## Task prompt:
Find "Where can the man's eye" and "Target: cheek" in the records below. Copy the lines holding them and every line between, exactly, and no others.

———

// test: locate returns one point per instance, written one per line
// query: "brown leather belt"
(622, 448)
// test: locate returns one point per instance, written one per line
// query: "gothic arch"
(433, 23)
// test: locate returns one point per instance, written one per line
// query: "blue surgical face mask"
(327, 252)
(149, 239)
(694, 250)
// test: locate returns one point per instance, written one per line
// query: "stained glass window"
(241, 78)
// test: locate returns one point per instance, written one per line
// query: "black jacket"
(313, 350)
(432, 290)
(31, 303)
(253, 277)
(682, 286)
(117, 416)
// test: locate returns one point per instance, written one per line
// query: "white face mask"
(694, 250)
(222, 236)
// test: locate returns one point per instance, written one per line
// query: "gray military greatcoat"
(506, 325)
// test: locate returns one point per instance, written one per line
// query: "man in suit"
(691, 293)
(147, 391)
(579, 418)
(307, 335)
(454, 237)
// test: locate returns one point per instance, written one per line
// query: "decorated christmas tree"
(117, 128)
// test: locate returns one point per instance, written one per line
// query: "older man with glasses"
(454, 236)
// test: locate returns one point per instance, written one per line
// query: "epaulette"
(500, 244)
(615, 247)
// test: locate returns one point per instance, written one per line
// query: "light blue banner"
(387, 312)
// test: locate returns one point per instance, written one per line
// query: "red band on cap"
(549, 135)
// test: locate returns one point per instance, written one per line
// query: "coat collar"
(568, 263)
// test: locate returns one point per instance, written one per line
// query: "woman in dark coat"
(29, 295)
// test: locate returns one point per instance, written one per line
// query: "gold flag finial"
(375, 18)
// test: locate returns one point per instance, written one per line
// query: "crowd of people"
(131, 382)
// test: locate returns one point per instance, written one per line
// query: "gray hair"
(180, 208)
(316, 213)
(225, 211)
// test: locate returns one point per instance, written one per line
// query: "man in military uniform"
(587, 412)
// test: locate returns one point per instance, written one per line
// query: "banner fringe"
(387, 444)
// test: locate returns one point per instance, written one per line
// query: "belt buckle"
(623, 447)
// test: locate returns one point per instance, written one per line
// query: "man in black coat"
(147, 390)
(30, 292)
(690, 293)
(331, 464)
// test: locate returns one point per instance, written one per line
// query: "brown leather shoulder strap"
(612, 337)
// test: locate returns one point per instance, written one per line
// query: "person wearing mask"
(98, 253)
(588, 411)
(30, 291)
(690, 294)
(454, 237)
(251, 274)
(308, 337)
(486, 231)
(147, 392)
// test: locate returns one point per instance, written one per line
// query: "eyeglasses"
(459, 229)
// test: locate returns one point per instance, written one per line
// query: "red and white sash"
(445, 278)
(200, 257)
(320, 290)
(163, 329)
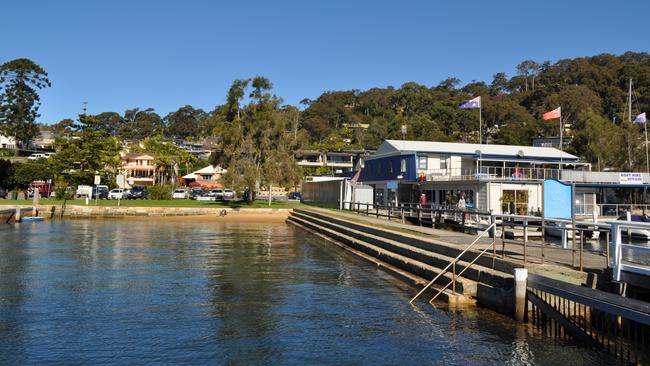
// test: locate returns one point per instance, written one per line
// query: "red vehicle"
(44, 189)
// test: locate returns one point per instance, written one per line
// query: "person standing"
(461, 202)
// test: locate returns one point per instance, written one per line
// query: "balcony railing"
(489, 173)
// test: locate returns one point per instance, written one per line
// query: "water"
(146, 292)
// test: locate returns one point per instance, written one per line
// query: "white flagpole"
(561, 146)
(647, 161)
(480, 131)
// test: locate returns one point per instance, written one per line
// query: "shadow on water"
(124, 292)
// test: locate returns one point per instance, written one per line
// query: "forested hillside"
(592, 92)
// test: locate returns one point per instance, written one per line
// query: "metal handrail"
(453, 262)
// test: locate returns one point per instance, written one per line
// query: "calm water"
(119, 292)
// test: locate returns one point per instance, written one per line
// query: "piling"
(521, 277)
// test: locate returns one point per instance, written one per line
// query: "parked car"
(179, 193)
(44, 189)
(83, 191)
(116, 194)
(216, 193)
(228, 194)
(100, 192)
(198, 192)
(137, 192)
(37, 156)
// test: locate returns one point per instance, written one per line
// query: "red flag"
(355, 178)
(556, 113)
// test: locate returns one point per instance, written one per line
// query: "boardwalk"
(556, 259)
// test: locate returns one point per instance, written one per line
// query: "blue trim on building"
(388, 168)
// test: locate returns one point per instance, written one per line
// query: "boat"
(31, 219)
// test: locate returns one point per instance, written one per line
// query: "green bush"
(163, 192)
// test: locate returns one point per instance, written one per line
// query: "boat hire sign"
(630, 178)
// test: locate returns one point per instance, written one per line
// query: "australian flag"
(471, 104)
(640, 119)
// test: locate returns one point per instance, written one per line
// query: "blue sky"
(165, 54)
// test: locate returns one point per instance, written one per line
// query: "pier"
(568, 290)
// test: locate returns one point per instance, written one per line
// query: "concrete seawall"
(80, 211)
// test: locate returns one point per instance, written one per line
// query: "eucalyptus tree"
(20, 81)
(258, 146)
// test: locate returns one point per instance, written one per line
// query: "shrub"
(163, 192)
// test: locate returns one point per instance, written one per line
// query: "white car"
(179, 193)
(37, 156)
(116, 194)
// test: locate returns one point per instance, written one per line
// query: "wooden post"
(37, 195)
(521, 277)
(525, 240)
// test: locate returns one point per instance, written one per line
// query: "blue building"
(502, 178)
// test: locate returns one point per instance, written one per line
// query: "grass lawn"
(171, 203)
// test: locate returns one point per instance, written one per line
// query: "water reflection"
(118, 292)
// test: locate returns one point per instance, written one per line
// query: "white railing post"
(615, 247)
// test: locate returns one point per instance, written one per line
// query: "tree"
(88, 149)
(258, 148)
(528, 69)
(140, 123)
(185, 122)
(20, 81)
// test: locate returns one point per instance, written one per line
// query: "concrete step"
(475, 272)
(463, 285)
(417, 281)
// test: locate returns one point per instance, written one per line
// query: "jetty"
(565, 292)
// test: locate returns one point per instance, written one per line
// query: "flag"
(556, 113)
(640, 118)
(471, 104)
(355, 178)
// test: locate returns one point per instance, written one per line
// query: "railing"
(490, 173)
(619, 263)
(514, 229)
(453, 265)
(618, 325)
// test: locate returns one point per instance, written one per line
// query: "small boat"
(636, 232)
(31, 219)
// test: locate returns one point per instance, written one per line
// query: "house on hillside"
(7, 142)
(208, 176)
(139, 169)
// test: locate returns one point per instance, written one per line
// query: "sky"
(123, 54)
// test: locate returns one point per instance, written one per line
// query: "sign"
(558, 197)
(630, 178)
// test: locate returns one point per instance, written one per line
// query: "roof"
(137, 155)
(390, 147)
(208, 170)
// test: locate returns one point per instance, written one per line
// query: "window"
(514, 202)
(422, 163)
(443, 162)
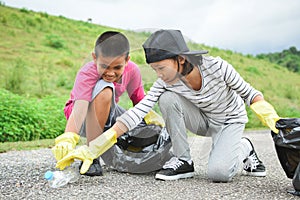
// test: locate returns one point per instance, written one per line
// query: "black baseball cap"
(164, 44)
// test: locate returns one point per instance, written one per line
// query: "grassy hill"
(40, 55)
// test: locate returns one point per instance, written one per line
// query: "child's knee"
(167, 100)
(105, 95)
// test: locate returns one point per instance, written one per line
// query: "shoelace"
(173, 163)
(252, 162)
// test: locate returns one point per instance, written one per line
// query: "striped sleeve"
(134, 116)
(237, 83)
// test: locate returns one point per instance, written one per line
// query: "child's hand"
(266, 114)
(64, 144)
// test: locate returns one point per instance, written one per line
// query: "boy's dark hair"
(112, 44)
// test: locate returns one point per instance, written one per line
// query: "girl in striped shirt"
(205, 95)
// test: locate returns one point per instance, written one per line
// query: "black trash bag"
(142, 150)
(287, 145)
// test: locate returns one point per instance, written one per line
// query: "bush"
(23, 119)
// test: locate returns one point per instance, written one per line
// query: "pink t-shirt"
(88, 76)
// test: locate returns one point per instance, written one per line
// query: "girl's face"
(168, 70)
(111, 68)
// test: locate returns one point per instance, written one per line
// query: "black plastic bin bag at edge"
(287, 145)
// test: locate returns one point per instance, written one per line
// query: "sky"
(244, 26)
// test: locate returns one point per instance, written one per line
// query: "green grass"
(40, 55)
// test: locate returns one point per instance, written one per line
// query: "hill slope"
(40, 55)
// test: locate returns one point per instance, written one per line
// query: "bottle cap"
(48, 175)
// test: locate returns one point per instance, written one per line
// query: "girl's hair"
(189, 63)
(112, 44)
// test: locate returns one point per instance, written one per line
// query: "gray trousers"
(227, 151)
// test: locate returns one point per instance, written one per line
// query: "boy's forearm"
(77, 116)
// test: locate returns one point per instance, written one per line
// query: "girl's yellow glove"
(266, 113)
(64, 144)
(88, 153)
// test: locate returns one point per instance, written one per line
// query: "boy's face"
(111, 68)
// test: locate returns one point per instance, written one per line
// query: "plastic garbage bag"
(143, 149)
(287, 145)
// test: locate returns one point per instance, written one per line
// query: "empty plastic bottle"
(58, 179)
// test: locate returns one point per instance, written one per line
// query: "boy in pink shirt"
(92, 107)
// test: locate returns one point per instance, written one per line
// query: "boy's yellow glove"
(88, 153)
(154, 118)
(64, 143)
(266, 114)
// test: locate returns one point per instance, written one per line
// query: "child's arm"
(66, 142)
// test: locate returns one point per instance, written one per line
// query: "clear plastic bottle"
(58, 179)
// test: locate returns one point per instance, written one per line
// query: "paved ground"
(21, 177)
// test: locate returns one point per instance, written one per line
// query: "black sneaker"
(252, 165)
(175, 169)
(94, 170)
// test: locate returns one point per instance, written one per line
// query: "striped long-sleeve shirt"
(222, 96)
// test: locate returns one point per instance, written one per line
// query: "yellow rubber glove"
(266, 114)
(88, 153)
(154, 118)
(64, 144)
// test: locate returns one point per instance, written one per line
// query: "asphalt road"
(21, 177)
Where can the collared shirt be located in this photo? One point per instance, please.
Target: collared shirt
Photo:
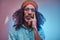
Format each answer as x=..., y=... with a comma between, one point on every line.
x=24, y=34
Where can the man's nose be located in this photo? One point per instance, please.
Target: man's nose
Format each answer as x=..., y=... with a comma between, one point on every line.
x=29, y=11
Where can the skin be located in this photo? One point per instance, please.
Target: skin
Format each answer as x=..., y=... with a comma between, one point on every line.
x=31, y=21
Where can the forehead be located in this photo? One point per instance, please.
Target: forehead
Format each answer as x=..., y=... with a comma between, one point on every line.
x=29, y=6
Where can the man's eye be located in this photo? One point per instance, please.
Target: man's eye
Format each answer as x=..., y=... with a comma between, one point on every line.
x=33, y=10
x=26, y=9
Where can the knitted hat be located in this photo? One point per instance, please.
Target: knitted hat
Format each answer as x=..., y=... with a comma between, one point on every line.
x=30, y=2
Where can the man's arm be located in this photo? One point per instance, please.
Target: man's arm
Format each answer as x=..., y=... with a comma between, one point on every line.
x=37, y=37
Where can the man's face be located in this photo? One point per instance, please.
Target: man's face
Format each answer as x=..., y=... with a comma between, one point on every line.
x=29, y=12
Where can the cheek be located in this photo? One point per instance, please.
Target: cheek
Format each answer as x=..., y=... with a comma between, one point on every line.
x=25, y=13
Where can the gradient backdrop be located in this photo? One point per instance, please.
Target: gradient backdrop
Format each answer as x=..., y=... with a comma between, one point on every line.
x=49, y=8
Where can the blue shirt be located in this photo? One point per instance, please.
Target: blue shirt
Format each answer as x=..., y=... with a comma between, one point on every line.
x=24, y=34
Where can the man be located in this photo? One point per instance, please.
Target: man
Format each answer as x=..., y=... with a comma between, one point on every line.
x=28, y=23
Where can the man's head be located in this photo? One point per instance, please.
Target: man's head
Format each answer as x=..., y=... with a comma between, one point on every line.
x=30, y=7
x=27, y=11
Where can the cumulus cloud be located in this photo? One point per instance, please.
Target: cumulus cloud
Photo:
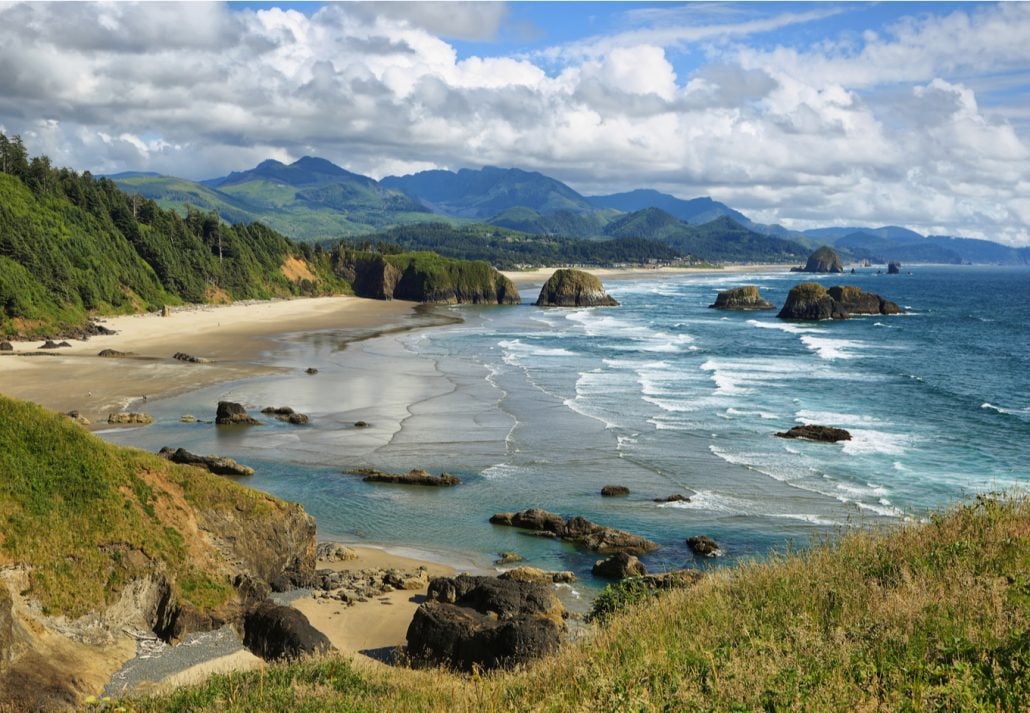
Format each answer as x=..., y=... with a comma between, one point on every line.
x=886, y=130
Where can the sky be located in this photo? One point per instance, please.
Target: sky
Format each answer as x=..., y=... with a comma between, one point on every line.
x=804, y=114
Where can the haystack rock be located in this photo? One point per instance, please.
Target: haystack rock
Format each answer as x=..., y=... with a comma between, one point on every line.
x=574, y=289
x=823, y=260
x=745, y=298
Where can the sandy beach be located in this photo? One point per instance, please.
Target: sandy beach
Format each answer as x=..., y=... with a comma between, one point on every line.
x=231, y=337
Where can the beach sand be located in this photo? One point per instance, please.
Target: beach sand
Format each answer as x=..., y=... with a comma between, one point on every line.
x=233, y=337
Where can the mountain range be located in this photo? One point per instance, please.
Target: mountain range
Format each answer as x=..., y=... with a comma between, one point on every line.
x=315, y=200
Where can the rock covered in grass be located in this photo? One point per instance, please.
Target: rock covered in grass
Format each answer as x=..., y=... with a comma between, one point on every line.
x=577, y=530
x=569, y=287
x=231, y=413
x=619, y=566
x=214, y=464
x=811, y=432
x=485, y=622
x=746, y=298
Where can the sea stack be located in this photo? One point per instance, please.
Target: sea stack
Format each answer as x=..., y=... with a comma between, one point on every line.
x=746, y=298
x=574, y=289
x=813, y=301
x=823, y=260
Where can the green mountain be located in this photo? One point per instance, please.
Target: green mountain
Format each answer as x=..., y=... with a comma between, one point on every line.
x=308, y=200
x=73, y=245
x=487, y=192
x=720, y=240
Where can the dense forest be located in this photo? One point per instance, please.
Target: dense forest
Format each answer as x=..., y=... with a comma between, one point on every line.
x=510, y=249
x=73, y=245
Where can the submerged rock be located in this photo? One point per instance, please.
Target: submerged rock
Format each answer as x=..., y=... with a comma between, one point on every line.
x=574, y=289
x=214, y=464
x=577, y=530
x=413, y=477
x=485, y=622
x=746, y=298
x=823, y=260
x=231, y=413
x=817, y=433
x=813, y=301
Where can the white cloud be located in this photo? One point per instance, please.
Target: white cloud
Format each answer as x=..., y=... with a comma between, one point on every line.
x=889, y=130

———

## Answer to this exercise:
Where can the man's eye be located in this photo? One point per instance, please.
Target: man's eye
Format each answer as x=..., y=... with a comma between, one point on every line.
x=33, y=10
x=26, y=9
Where can the knitted hat be located in this photo? One point per instance, please.
Target: knitted hat
Format each answer as x=..., y=... with a comma between, one point on every line.
x=30, y=2
Where can the man's arm be located in this photo? One point per instance, please.
Target: man's arm
Format each answer as x=..., y=... with a comma between, one point on every line.
x=37, y=37
Where can the man's face be located in this photo? One point per instance, please.
Target: man's face
Format each answer as x=..., y=... with a comma between, one point on every line.
x=29, y=12
Where can the cheek be located in this photo? One point per instance, please.
Target: cheek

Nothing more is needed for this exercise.